--- Work instructions ---
Convert the rows below into a two-column CSV with the headers input and output, giving one line per row. Put each row's text in input and its answer in output, and wrap each value in double quotes with any line breaks changed to spaces.

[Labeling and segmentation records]
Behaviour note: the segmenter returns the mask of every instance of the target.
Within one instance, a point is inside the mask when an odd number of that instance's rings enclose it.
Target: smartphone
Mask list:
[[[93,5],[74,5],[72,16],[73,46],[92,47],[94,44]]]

--- Solution for this task ---
input,output
"Behaviour note: the segmenter returns the mask of every instance of the target. Within one instance, a point is inside the mask when an odd number of that instance's rings enclose it. Target: smartphone Mask list:","[[[93,5],[74,5],[72,16],[73,46],[92,47],[94,44]]]"